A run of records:
====
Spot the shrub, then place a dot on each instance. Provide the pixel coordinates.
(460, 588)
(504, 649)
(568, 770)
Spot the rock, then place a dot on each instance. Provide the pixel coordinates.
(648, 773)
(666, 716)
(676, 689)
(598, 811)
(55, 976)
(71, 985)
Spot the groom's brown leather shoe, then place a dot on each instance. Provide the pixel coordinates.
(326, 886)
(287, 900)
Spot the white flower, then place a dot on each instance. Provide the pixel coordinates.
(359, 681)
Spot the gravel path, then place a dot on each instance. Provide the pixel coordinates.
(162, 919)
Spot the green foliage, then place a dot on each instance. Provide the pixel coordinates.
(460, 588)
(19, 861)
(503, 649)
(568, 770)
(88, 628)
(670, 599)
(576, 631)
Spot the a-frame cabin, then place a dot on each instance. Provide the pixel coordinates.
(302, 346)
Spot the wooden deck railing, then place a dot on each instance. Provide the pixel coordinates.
====
SET PROBLEM: Print the whole listing above again, line for line, without changing anything.

TASK RESULT:
Spot the shrub, then place a dot on each instance. Provide the pixel coordinates.
(460, 588)
(504, 649)
(568, 770)
Spot the rock, then place a dot on each instance. Provide the pixel coordinates.
(648, 773)
(666, 716)
(676, 689)
(598, 811)
(55, 976)
(71, 985)
Spot the groom's brown leather shoe, then place a dot on each instance. Provide the pixel coordinates.
(326, 886)
(287, 900)
Spot the white flower, then place a dot on each instance. Provide the pixel coordinates.
(359, 681)
Spot the gravel path, then place a dot on each instance. Provide the pixel coordinates.
(162, 919)
Spot the green foliage, then place a dot on each instance. Provide the pixel coordinates.
(460, 588)
(19, 861)
(503, 649)
(568, 770)
(88, 628)
(670, 599)
(576, 631)
Spot the a-frame cabin, then place a dot on each instance. Provide the pixel coordinates.
(302, 346)
Spot the wooden deck railing, then place a dot on each instance. Provide the pixel coordinates.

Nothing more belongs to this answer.